## Begin

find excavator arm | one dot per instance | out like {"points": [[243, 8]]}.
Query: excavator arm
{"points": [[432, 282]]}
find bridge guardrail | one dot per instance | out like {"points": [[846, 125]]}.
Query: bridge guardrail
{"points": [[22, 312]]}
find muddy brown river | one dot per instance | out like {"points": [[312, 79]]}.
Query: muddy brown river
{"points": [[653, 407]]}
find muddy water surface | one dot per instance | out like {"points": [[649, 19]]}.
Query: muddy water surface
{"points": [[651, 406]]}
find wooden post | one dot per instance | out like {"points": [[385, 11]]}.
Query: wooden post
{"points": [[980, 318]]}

## End

▸ **Exercise task**: Reproduce every row above in full, requests included, and increase each point coordinate in the answers by 100. Leave the numbers in the requests and in their sample formats unchanged.

▸ **Result below**:
find excavator arm | one dot per instance | out like {"points": [[243, 8]]}.
Query: excavator arm
{"points": [[532, 382]]}
find bridge guardrail | one dot per instance | out like {"points": [[846, 125]]}.
Query: bridge guardrail
{"points": [[122, 412]]}
find muddy brown river | one dot per instance | out like {"points": [[312, 79]]}.
Query: muddy brown river
{"points": [[753, 507]]}
find muddy water surface | one dot per instance | out like {"points": [[649, 19]]}.
Query: muddy water surface
{"points": [[751, 506]]}
find wooden post | one dot per instance | out like {"points": [[385, 11]]}.
Query: wooden post
{"points": [[1080, 418]]}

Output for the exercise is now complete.